#### [Assignment]
The entries below must be returned exactly as they stand.
━━━━━ Recorded information ━━━━━
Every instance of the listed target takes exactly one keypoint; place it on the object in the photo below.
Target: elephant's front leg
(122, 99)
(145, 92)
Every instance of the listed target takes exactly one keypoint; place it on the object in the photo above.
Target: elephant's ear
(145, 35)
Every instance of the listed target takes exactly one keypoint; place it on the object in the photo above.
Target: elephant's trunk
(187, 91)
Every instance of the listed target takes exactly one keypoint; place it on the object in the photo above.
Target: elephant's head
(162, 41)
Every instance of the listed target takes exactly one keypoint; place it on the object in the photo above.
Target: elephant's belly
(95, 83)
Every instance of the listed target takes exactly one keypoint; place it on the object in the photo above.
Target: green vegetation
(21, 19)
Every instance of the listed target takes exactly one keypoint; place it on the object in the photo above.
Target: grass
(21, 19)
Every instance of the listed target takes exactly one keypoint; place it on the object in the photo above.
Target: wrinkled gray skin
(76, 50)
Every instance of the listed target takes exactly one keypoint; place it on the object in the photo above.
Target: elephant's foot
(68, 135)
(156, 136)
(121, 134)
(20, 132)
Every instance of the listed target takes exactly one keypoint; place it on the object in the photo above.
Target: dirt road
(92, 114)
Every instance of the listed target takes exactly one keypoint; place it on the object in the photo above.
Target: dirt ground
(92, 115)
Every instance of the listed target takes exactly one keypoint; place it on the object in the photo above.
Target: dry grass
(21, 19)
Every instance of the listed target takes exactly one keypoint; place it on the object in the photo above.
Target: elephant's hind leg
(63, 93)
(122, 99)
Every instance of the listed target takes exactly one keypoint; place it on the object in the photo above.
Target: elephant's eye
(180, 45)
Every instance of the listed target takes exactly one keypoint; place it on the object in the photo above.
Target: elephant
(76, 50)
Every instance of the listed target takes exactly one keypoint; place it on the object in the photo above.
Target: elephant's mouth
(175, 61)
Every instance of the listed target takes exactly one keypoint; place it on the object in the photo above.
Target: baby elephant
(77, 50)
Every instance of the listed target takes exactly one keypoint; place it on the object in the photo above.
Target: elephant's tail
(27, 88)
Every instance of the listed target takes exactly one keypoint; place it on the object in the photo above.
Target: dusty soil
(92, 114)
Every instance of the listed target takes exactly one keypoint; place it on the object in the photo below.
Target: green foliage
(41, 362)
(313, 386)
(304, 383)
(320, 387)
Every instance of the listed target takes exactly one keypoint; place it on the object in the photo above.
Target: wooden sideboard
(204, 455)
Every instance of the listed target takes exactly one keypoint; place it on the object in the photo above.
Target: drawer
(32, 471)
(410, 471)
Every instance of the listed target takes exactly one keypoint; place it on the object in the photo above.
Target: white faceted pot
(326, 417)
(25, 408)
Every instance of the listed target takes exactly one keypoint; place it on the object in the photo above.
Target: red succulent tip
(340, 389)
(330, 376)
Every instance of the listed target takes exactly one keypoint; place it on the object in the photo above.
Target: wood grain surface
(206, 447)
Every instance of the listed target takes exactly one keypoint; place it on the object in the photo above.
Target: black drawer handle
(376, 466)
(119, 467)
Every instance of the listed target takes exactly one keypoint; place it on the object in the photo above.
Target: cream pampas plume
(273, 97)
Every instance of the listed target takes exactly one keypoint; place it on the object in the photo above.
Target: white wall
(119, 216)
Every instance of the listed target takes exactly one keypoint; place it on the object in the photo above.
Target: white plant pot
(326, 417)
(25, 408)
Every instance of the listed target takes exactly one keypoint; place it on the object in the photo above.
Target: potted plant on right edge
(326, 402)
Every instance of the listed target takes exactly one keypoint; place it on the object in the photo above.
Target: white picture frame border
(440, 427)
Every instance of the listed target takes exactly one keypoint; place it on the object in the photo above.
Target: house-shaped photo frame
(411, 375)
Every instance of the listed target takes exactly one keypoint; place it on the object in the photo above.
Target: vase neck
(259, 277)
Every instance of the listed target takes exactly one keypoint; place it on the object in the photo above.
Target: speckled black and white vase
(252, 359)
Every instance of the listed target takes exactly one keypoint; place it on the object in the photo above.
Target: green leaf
━━━━━
#### [Response]
Every instance of the listed target takes exactly one keypoint; place it on the object in the photo below.
Target: elephant's front leg
(122, 99)
(145, 92)
Every instance of the listed target takes exactly one keypoint; place it on the object in the photo above.
Target: elephant's ear
(145, 35)
Every instance of the listed target takes exactly one keypoint; place it on the object in the photo above.
Target: elephant's trunk
(187, 91)
Every instance of the listed target takes exactly one keypoint; place it on the object in the photo above.
Target: elephant's head
(162, 41)
Every instance of the listed target takes exactly one keypoint; place it on the object in the photo above.
Target: elephant's belly
(95, 83)
Every instance of the listed target takes exactly one keypoint; place it on the object in the photo above.
Target: green vegetation
(21, 19)
Every instance of the listed target takes exactly one keypoint; place it on the object in the photo above.
Target: grass
(21, 19)
Every instance of the listed target takes exactly one keypoint; place it on the object in the photo above.
Target: wrinkled gray skin
(76, 50)
Every instance of the listed target takes exactly one keypoint; place it on the object in the photo above.
Target: elephant's foot
(68, 135)
(156, 136)
(121, 134)
(20, 132)
Every instance of the listed target takes exactly one keypoint; place it on the object in the photo above.
Target: dirt road
(92, 114)
Every instance of the listed target takes exactly one keypoint; place it on the object in the photo above.
Target: dirt ground
(92, 115)
Every instance of the listed target takes exactly one keypoint; place it on the object in the photo above.
Target: dry grass
(21, 19)
Every instance of the listed target takes exactly one keypoint; place it on the object in the photo above.
Target: elephant's hind leg
(63, 93)
(122, 99)
Every instance of the listed target takes exactly one keypoint; place it on the object in the photo above.
Target: elephant's eye
(180, 45)
Every instance of the listed target takes exactly one keypoint; place it on the object in the photo above.
Target: elephant
(76, 50)
Every instance of the listed target takes exactly one keypoint; place it on the object in the photo above.
Target: elephant's mouth
(175, 61)
Every instance of the listed target takes exactly one keypoint; place it on the object in the photo above.
Target: baby elephant
(77, 50)
Every instance of the listed target takes exactly one keypoint; place it on the object in the photo above.
Target: elephant's tail
(27, 88)
Every instance of the listed target takes exactly one keypoint; place it on the object in the photo above.
Target: dusty soil
(92, 114)
Every instance of the listed target takes exactly one keypoint; place it on the object in the photo below.
Target: green foliage
(41, 362)
(313, 386)
(304, 383)
(320, 387)
Every instance of the listed target takes exactly one keypoint; place it on the object in the photo above.
Target: wooden sideboard
(204, 455)
Every instance of the listed target takes exactly one keypoint; place it on the object in the photo above.
Target: drawer
(32, 471)
(410, 471)
Every instance of the listed target takes exactly one keypoint; place it on the object in the photo above.
Target: white faceted pot
(326, 417)
(25, 408)
Every instance of the listed target takes exactly one keypoint; place it on the object in the photo above.
Target: red succulent tip
(340, 389)
(330, 376)
Every instance of the listed target takes exactly one keypoint; place it on the object in the photo above.
Target: wood grain surface
(206, 447)
Every instance of the listed target takes exactly one keypoint; place it on the object in the photo above.
Target: black drawer handle
(376, 466)
(119, 467)
Every instance of the listed target takes exactly one keypoint; place it on the object in the photo above.
Target: cream pampas plume
(273, 97)
Every instance of the listed target takes exactly one keypoint; place it on the object in the photo above.
Target: white wall
(119, 216)
Every instance of the listed target takes exactly one keypoint; place it on the object in the photo above.
Target: white plant pot
(326, 417)
(25, 408)
Every instance of the listed target takes exactly one keypoint; place it on the object in the photo above.
Target: potted plant on right edge
(326, 402)
Every instance of the listed target takes exactly one keypoint; place it on the object in the photo above.
Target: white picture frame border
(440, 427)
Every instance of the listed target takes exactly one keypoint; place it on the object in the photo above.
Target: house-shaped photo frame
(411, 375)
Every instance of the listed target takes exactly one keypoint; place it on the object in the photo above.
Target: vase neck
(259, 277)
Every instance of the listed target takes exactly one keypoint; place it on the object in the photo above.
Target: speckled black and white vase
(252, 359)
Every instance of the listed target takes exactly one keypoint; place it on the object in the photo above.
Target: green leaf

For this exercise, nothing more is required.